Document text START

|NAFOA has provided a brief update of key changes below and additional information about the Coronavirus Relief Fund (CRF) is available at Treasury's CARES website. |
Coronavirus Relief Fund Guidance for State, Territorial, Local, and Tribal Governments (CRF Guidance)This is the most substantive change to the CRF Guidance since June 30, 2020. The September 2, 2020 version of the CRF Guidance additions start on page 5 and added two sections.
Supplemental Guidance on Use of Funds to Cover Payroll and Benefits of Public Employees
This section provides an overview and review of the different types of support for public employees including those substantially dedicated to mitigating or responding to the COVID-19 public health emergency. The full amount of payroll and benefits expenses of substantially dedicated employees may be covered using CRF monies. Documentation of local determinations of substantially dedicated is recommended. This follows the updated Treasury CRF FAQs issued August 10, 2020 under Question A.2.
The rest of this section reviews additional items related to clarification of the types of public health and public safety employees, non-substantially dedicated employees, and covered benefits.
Supplemental Guidance on Use of Funds to Cover Administrative Costs
This section provides an overview and review of the different types of administrative costs associated with the CRF. Most notably, the Treasury Department outlines Indirect Costs do not apply to CRF funds saying, "Recipients may not apply their indirect costs rates to payments received from the Fund. [emphasis added]"
In addition, the updated CRF Guidance provides administrative flexibility to use CRF monies to cover a portion of payroll and benefits of employees corresponding to time spent on administrative work necessary due to the COVID-19 public health emergency. However, time tracking cannot be done for only one or a handful of employees and must be consistent across the whole department. This is outlined in CRF FAQs Question A.47.
An Indian Tribal Government may use CRF monies to cover a, "reasonably proportionate share of the costs of audits attributable to the [CRF]." See CRF FAQs B.11.

Document text END
Study material START

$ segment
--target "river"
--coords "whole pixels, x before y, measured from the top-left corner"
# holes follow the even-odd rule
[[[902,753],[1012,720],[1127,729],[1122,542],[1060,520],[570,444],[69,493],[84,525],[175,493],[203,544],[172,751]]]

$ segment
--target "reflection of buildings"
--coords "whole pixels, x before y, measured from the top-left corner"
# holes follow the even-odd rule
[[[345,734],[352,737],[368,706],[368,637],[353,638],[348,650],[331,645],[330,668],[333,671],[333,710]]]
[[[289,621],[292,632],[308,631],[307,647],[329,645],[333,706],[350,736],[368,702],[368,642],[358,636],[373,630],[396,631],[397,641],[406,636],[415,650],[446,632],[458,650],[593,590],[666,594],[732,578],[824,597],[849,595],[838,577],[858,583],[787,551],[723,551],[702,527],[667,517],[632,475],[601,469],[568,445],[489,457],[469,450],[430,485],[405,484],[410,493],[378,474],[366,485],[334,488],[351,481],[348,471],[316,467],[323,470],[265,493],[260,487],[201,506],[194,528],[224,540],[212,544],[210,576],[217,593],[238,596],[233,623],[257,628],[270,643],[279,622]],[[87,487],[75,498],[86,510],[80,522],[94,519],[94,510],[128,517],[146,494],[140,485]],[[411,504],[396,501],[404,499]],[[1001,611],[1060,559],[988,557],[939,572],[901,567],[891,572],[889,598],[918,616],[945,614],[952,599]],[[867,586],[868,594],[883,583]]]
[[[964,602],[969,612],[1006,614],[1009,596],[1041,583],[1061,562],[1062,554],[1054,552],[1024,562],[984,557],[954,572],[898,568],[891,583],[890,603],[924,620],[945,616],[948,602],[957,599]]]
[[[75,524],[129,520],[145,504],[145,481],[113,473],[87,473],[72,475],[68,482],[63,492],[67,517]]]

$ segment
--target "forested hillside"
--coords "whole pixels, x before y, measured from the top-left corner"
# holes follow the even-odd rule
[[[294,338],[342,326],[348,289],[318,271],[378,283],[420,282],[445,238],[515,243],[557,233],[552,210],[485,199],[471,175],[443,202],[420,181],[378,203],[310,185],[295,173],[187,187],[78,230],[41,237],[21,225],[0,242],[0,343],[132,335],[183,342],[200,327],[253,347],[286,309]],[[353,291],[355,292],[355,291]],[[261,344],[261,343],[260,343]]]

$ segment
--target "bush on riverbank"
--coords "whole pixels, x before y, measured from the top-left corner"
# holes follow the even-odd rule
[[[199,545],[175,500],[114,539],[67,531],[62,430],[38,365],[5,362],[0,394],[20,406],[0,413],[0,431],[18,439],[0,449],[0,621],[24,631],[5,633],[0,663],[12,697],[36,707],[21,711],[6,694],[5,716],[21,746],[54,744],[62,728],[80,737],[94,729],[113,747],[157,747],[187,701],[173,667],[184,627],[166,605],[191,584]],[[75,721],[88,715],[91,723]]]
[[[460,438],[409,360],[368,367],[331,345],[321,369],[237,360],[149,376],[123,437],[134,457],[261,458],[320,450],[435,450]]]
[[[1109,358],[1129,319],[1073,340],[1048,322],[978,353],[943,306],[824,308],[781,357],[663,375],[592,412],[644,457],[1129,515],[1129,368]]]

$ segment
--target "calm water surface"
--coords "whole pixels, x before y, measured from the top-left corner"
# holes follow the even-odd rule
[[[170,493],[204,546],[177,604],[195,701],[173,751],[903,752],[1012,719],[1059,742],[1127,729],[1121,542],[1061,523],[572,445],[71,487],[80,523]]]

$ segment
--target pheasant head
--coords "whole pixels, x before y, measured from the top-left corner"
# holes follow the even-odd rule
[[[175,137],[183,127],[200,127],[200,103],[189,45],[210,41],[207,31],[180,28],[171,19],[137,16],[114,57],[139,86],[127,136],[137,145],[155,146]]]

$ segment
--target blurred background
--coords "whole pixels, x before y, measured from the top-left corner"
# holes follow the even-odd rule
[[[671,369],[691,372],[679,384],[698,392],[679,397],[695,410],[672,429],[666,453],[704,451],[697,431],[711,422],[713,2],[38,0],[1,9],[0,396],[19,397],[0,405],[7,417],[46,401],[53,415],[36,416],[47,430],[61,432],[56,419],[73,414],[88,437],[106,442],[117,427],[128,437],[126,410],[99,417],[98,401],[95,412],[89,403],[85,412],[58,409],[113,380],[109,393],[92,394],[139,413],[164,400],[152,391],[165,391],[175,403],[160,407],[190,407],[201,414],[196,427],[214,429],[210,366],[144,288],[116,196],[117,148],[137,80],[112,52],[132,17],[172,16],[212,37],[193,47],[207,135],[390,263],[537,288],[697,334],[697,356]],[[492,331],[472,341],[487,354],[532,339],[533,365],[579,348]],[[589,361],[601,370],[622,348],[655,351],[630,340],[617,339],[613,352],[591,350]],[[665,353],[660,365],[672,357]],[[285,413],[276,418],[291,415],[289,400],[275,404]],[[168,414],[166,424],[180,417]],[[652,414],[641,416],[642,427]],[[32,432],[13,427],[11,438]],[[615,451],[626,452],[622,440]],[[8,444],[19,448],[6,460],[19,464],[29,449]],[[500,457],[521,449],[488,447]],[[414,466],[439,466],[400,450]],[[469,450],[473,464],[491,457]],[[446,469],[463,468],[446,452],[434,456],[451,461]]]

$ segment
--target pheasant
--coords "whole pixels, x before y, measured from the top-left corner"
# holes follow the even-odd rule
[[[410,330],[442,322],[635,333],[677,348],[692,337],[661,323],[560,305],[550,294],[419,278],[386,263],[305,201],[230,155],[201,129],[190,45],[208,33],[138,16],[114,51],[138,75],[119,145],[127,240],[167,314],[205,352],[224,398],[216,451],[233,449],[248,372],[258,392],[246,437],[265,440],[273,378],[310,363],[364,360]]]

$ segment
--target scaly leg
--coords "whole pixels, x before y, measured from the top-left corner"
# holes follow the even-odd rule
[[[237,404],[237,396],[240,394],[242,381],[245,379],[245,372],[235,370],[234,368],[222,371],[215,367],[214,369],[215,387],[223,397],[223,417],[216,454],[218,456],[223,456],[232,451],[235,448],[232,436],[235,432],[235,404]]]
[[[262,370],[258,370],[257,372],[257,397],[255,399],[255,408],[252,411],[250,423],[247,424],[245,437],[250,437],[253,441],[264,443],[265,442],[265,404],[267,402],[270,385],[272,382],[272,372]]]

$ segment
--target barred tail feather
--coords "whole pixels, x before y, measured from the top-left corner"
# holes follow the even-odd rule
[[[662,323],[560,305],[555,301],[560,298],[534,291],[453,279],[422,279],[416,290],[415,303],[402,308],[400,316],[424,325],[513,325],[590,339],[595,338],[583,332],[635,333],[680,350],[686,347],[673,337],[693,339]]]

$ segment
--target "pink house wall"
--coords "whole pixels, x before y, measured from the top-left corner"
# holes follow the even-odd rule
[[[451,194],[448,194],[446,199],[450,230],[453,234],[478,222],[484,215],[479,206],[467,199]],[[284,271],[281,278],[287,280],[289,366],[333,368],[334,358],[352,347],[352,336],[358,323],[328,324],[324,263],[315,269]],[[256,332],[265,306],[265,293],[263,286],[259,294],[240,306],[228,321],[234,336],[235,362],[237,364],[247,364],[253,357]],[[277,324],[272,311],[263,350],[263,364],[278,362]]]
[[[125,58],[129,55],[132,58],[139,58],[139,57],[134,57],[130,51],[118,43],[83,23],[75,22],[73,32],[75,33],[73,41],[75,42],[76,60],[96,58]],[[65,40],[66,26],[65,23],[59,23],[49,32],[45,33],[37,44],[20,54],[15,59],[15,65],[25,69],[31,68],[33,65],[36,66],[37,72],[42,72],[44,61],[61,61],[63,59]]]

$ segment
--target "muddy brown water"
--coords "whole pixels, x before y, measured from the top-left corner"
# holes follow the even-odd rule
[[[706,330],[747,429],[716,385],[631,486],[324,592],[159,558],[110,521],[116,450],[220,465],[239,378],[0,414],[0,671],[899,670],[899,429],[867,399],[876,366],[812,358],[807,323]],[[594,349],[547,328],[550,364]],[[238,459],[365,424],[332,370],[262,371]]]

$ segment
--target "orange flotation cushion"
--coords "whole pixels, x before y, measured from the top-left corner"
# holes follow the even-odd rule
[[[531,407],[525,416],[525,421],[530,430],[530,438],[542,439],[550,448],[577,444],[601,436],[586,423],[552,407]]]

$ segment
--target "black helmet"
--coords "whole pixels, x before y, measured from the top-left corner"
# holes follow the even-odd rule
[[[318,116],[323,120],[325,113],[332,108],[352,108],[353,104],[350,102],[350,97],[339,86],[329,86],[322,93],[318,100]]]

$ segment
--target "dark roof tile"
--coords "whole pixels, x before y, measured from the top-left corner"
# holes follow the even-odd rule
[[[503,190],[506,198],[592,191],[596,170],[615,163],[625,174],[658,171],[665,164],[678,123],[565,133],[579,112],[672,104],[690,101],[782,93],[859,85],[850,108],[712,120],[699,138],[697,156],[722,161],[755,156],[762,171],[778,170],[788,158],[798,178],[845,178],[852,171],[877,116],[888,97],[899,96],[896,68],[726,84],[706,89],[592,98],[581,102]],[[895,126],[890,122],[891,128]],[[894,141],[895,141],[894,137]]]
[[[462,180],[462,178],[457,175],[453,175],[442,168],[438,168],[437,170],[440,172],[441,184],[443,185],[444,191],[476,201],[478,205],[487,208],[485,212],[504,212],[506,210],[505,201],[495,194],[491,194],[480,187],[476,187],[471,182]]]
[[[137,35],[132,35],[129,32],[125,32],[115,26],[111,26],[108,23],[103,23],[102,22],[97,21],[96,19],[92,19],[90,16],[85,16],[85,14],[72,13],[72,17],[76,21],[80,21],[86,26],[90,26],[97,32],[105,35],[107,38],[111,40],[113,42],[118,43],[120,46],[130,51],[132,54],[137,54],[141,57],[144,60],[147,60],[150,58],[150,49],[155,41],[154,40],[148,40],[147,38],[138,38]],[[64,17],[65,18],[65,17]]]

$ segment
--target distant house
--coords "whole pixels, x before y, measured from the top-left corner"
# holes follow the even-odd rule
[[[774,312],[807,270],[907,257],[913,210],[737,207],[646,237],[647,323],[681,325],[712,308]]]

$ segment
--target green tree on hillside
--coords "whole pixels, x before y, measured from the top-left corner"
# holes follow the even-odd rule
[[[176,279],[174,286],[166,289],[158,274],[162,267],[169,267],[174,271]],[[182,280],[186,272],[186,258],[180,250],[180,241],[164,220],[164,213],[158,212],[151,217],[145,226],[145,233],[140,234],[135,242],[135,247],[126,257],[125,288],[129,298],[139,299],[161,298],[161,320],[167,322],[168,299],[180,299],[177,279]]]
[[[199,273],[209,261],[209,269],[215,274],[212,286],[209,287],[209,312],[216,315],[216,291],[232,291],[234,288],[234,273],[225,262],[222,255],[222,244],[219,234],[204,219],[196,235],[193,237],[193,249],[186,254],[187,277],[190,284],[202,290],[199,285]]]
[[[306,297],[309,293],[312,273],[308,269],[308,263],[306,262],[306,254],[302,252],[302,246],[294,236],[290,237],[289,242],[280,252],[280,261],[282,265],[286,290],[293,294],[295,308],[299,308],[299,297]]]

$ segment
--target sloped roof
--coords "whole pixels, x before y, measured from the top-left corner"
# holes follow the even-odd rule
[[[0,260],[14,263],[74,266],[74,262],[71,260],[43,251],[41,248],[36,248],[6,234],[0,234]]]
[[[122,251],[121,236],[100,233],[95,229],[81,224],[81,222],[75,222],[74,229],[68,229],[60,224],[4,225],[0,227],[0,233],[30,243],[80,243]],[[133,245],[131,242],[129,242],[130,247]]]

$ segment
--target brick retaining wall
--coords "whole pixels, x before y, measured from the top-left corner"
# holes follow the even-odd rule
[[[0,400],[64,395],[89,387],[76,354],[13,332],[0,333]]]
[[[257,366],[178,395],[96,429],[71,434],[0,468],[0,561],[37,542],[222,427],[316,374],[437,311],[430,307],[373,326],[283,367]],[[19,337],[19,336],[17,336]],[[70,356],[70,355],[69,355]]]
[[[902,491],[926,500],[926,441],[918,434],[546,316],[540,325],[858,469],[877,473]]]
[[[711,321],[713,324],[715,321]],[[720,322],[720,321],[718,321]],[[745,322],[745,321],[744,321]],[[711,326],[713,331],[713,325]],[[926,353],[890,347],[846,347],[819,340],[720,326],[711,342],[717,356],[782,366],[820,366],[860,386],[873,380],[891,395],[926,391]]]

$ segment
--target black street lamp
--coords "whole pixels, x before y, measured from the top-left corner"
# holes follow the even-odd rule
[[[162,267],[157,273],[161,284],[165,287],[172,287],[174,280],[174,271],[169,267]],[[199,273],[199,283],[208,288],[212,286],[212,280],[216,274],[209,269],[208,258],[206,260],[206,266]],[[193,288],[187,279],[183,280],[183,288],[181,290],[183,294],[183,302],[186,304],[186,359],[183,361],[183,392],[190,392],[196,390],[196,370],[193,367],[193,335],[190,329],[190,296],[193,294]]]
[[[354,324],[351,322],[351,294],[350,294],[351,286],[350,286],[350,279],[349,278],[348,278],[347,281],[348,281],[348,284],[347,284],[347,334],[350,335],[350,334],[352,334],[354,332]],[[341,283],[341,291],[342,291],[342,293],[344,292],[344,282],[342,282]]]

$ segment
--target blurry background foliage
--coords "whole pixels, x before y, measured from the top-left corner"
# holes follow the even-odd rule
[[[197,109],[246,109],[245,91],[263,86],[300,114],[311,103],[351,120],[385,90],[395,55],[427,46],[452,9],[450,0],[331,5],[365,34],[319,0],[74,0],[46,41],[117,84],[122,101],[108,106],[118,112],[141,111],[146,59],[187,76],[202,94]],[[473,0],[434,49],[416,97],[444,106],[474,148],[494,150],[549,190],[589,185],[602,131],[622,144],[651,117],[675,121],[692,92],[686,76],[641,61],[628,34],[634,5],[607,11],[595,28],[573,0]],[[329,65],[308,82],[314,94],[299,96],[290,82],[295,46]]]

Study material END

◆ Task prompt ◆
Write out the passage from the Coronavirus Relief Fund update word for word, starting at "Supplemental Guidance on Use of Funds to Cover Administrative" and ending at "FAQs Question A.47.".

◆ Written answer ◆
Supplemental Guidance on Use of Funds to Cover Administrative Costs
This section provides an overview and review of the different types of administrative costs associated with the CRF. Most notably, the Treasury Department outlines Indirect Costs do not apply to CRF funds saying, "Recipients may not apply their indirect costs rates to payments received from the Fund. [emphasis added]"
In addition, the updated CRF Guidance provides administrative flexibility to use CRF monies to cover a portion of payroll and benefits of employees corresponding to time spent on administrative work necessary due to the COVID-19 public health emergency. However, time tracking cannot be done for only one or a handful of employees and must be consistent across the whole department. This is outlined in CRF FAQs Question A.47.